─── Task inputs ───

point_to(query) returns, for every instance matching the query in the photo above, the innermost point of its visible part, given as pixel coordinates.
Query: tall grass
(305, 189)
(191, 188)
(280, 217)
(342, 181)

───

* _Exercise_: Every line above has to be restated word for word.

* _Answer to this problem_:
point_to(query) returns, for every instance matching the query in the photo above, the innermost point of its visible part, given as pixel coordinates.
Query: tall grass
(305, 189)
(191, 188)
(280, 217)
(342, 181)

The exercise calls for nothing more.